(Point-per-instance localization data)
◇ ◇ ◇
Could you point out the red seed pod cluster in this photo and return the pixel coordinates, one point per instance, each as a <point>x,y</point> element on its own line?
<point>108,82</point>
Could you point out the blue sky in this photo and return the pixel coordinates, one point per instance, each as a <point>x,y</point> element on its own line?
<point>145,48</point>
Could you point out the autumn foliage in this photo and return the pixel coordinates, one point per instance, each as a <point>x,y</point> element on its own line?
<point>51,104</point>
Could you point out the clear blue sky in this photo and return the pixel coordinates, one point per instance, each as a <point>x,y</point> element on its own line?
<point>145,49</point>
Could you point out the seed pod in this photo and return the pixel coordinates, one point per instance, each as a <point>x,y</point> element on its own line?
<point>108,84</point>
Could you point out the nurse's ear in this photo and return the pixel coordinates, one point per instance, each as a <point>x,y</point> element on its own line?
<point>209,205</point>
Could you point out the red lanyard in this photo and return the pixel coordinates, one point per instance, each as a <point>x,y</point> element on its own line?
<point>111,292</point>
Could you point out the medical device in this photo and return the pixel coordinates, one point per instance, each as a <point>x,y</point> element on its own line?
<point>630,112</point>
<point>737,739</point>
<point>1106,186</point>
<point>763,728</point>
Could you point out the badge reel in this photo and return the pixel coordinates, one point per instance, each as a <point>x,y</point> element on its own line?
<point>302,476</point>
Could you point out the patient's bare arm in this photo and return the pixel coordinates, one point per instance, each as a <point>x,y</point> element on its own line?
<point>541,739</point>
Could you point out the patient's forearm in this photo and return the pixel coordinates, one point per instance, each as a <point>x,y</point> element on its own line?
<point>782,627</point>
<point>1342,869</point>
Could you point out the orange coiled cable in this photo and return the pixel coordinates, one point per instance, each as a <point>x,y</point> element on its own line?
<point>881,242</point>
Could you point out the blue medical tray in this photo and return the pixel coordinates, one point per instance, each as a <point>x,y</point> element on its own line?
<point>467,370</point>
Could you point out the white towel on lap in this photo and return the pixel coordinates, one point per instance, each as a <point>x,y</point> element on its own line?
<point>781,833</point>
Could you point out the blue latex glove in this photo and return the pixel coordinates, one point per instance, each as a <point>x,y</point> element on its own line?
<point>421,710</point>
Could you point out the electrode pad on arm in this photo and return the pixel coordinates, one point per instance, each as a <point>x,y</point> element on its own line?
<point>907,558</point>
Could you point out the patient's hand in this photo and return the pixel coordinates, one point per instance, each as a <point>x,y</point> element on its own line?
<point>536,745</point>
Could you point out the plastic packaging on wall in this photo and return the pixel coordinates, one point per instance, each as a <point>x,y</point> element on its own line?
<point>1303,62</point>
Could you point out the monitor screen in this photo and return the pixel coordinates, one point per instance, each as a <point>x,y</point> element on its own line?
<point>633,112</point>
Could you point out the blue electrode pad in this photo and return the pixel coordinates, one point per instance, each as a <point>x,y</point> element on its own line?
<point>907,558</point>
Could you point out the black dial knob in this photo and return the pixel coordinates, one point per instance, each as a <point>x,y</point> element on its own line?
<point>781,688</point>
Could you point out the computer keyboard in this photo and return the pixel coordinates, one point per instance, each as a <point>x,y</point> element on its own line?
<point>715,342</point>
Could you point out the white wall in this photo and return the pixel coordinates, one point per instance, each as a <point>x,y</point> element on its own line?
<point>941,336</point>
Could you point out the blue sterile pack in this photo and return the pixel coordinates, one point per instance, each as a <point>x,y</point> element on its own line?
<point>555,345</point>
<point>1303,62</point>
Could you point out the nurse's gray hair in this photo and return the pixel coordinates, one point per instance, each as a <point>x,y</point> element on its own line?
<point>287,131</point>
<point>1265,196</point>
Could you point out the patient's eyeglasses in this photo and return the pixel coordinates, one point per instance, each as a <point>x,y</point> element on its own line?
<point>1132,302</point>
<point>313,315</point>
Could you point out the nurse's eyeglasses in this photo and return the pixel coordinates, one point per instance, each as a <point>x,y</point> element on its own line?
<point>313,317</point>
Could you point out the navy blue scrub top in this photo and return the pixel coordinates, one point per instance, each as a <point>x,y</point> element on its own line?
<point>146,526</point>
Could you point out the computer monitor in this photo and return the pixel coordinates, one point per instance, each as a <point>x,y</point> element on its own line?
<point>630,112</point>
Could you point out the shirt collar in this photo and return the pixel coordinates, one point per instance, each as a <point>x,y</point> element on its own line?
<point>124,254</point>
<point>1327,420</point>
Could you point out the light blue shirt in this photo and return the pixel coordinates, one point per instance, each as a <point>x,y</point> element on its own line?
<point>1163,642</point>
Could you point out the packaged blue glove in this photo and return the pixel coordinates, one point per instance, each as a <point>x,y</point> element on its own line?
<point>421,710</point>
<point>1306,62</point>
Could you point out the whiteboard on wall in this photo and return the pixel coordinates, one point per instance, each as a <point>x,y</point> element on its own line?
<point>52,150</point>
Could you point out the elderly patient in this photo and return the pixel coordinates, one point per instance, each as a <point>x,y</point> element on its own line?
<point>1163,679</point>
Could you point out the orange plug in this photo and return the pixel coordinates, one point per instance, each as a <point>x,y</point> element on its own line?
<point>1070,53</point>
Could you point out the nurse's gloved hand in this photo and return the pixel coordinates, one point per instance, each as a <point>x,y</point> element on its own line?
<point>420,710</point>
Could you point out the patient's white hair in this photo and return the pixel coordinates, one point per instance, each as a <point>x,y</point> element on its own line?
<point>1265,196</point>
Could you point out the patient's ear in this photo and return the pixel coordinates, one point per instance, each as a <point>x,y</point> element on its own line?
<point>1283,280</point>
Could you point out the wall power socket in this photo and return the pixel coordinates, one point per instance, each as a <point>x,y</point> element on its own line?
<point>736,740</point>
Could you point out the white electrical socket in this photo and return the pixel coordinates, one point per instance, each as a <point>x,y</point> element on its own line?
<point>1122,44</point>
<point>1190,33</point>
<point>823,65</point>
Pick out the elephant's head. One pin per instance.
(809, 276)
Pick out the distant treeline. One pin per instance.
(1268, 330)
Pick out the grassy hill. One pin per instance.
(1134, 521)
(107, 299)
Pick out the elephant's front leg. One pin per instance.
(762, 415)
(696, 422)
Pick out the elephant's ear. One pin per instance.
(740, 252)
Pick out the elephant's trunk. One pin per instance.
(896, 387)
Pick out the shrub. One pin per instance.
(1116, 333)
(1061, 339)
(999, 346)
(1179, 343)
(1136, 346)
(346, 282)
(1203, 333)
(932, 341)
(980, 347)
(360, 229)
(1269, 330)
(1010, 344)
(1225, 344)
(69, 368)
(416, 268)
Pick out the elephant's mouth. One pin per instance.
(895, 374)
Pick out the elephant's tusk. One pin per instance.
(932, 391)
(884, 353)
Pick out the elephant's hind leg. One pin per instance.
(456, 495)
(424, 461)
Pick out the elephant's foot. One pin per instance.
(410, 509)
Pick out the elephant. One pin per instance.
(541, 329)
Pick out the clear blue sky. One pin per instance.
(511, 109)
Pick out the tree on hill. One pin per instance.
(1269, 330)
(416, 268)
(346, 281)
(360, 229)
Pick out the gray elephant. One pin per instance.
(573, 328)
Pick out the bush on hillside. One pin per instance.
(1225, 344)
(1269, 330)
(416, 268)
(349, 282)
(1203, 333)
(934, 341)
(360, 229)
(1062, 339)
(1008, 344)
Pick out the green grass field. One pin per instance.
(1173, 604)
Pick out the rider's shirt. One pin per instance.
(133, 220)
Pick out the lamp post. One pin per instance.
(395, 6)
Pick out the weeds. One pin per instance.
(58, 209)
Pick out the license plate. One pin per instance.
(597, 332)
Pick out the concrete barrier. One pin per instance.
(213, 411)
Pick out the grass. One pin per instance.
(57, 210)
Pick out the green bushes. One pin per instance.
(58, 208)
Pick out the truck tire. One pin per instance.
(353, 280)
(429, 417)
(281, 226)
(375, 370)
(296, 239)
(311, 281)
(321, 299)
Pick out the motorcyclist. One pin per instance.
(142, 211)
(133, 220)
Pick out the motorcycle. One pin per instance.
◇ ◇ ◇
» PROBLEM TO SOLVE:
All lines from the one holding "Pick out the weeds. One pin per instance." through the end of the entries need to be given again exactly. Leave out the others.

» SOLVED PROBLEM:
Pick out the weeds. One pin per instance.
(58, 209)
Pick out the license plate. One pin per instance.
(597, 332)
Pick out the concrete barrier. One pin per instance.
(213, 411)
Pick out the grass. One pin per instance.
(57, 210)
Pick out the green bushes. One pin per instance.
(58, 208)
Pick out the truck tire. One pin per instance.
(353, 280)
(429, 417)
(281, 226)
(375, 370)
(296, 239)
(311, 281)
(321, 299)
Pick out the motorcyclist. One pin per instance.
(142, 211)
(133, 220)
Pick out the motorcycle. One pin per instance.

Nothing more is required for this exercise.